February 25, 2014

DLA - filling the disability forms

You might have noticed I wasn't here this past week. There were no new posts, no tweets, no Facebooking, no me anywhere around the web. You might think it was because it was half-term and I was busy doing all these wonderful educational but still fun activities with the boys, and really who am I to burst my image as one of those mums who uses every opportunity to have out door fun with their kids? An image I apparently have, judging by the fact that I was nominated as best family travel, innovative and crafty blogs. Me. But the sad truth is we left the house once this whole half-term and even that was so we could go to Yon's Outreach program half-term coffee morning and meet his advisor. Hidai and Ron left the house a second time to see the unveiling of Dennis Bergkamp statue at the Emirates and the match.
No, my week started with two sick kids, continued with benefits and disabilities, and ended with depression and anxieties. So I wasn't here. in fact I wasn't anywhere, I unplugged all electronic devices (except for playing endless rounds of Candy Crush and Pepper Panic), cancelled all calls or meeting people, and pretended like I can just hide under the covers for a week. Disappearing is my coping mechanism, it is what I do every time I feel the abyss closing in on me. It all started on Monday when both boys felt rather poorly and I decided to fill Yon's DLA forms. DLA is a disability benefit and choosing last Monday, the day of the Benefits Street big debate, to fill the forms might not have been such a good idea. Mine is not a political blog or one that thrives on controversy, and so I have not written my opinion on the war on benefits before, but I do have to say this, it feels awful. Filling this form was (still is as it's not yet finished) one of the hardest hurdles to go through. The form is divided into 3 parts - the details part, mobility part and care part. I started crying in the details part with the doctors and tests and diagnosis. The mobility part was all about how he needs help moving around because, you know, he doesn't see the around. But the care part, that one broke me. The point is to show how much assistance Yon needs during the day. You would think, like me, not much. He wakes up - goes to school - comes back - plays a little - goes to bed. Right? Not really as it seems. Because you start reading the questions - problems with moving around the house? yes; problems with food? yes; problems with noise? yes; problems with bath/toilet? yes; problems with clothes? yes; problem with speech? yes; problems with communicating? yes; needs supervision to make sure he is safe? yes; needs help with development? yes; needing extra help at school? yes; and of course, problems with vision? yes.

****

• **Exercise brief**
Carry on the post about filling in the DLA disability forms, picking up after its last sentence. The data that comes after this has nothing to do with it.

• **Provided data**
****

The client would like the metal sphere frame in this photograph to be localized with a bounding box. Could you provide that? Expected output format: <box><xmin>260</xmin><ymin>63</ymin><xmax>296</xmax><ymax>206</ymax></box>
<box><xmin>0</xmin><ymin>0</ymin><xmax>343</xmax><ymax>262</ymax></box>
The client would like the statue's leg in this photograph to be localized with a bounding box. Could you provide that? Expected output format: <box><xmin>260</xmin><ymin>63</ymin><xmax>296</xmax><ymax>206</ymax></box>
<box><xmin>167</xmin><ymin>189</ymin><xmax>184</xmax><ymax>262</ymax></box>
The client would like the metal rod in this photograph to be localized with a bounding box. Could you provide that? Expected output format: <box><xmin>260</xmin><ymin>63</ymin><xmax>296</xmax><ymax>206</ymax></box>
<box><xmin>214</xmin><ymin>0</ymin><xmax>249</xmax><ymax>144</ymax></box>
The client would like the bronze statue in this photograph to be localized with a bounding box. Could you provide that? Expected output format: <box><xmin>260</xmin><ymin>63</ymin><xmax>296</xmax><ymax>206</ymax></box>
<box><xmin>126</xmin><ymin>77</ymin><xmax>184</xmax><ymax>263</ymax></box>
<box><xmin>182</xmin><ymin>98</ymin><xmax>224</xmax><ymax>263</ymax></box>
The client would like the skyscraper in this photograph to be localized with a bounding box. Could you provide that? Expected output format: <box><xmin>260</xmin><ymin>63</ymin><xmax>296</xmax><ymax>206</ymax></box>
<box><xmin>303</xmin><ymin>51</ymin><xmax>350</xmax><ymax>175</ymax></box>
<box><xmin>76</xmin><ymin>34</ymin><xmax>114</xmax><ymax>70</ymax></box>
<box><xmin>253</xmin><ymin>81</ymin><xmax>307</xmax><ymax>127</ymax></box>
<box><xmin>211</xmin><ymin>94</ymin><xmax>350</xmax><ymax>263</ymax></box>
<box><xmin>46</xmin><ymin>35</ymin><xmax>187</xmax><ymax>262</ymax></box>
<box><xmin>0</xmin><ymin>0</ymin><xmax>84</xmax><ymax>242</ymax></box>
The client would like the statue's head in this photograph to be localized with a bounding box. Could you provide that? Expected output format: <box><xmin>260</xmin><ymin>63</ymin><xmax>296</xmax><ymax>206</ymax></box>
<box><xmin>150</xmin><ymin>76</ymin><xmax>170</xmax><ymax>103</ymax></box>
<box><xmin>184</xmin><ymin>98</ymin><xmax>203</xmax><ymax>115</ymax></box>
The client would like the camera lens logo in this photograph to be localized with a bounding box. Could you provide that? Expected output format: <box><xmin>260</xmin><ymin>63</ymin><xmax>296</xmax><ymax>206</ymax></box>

****

• **Result below**
The only questions we answered with a "no" were to do with medicine.
Then you have to write, and explain why you answered yes to almost every question in the form, and then add all the documentation from the school, hospital, advisors, council, whatever you have.
Then we took it to our outreach advisor to go over it with us and see that we filled it correctly and wrote everything, and because you have to add a letter from someone who knows and treats the child. Because his parents aren't enough.
To get something between 20 and 40 pounds a week. Who in their right mind thinks that anyone will go through this if they don't really need it?
I get the point of view of the system, I get the need to put all kids on the same level and judge them on the same scale, I get the need to not make it easy for people to trick the system. But I think the truth is it deters the people who needs it and not the people who are heartless enough to claim disability benefits they are not entitled to. Filling forms like this one, or like the Arsenal one is having to beg for help, having to relive the worse parts of your days, having to shout out to whomever will listen "but he is! he really is disabled!". It is hard only when you have a disabled child.
The people at Arsenal Disability Team for example did not think Yon is disabled enough or that we are worthy enough to buy 4 tickets in the front row so Yon could actually see what is going on and not have to sit  in a crowded middle row next to the giant speakers. They sent me to look for teams that aren't doing so well, or wait to next year because they prefer to sell their tickets to real fans. But hey, they have a seeing-eye toilets around the stadium somewhere. Aren't you proud of them?
We eventually got the tickets, because we asked for help from people with more connections than us in the Arsenal headquarters, and we will be going to one of the matches in April. But it is still unthinkable to me that we will have to feel so bad and jump through so many hoops. It kills me that we have to get special treatment, that we have to beg for favours, that once and again we have to prove that Yon really doesn't see. It kills me that we are made to feel like beggars and thieves, like we have to stand and justify once and again Yon's needs and his entitlement to be able to live a full life. In a perfect world, society should help the weak, the Special, the defenceless. It should support and accept the different.
But it doesn't. It makes you fill forms that reduce your child to a burden and you to tears.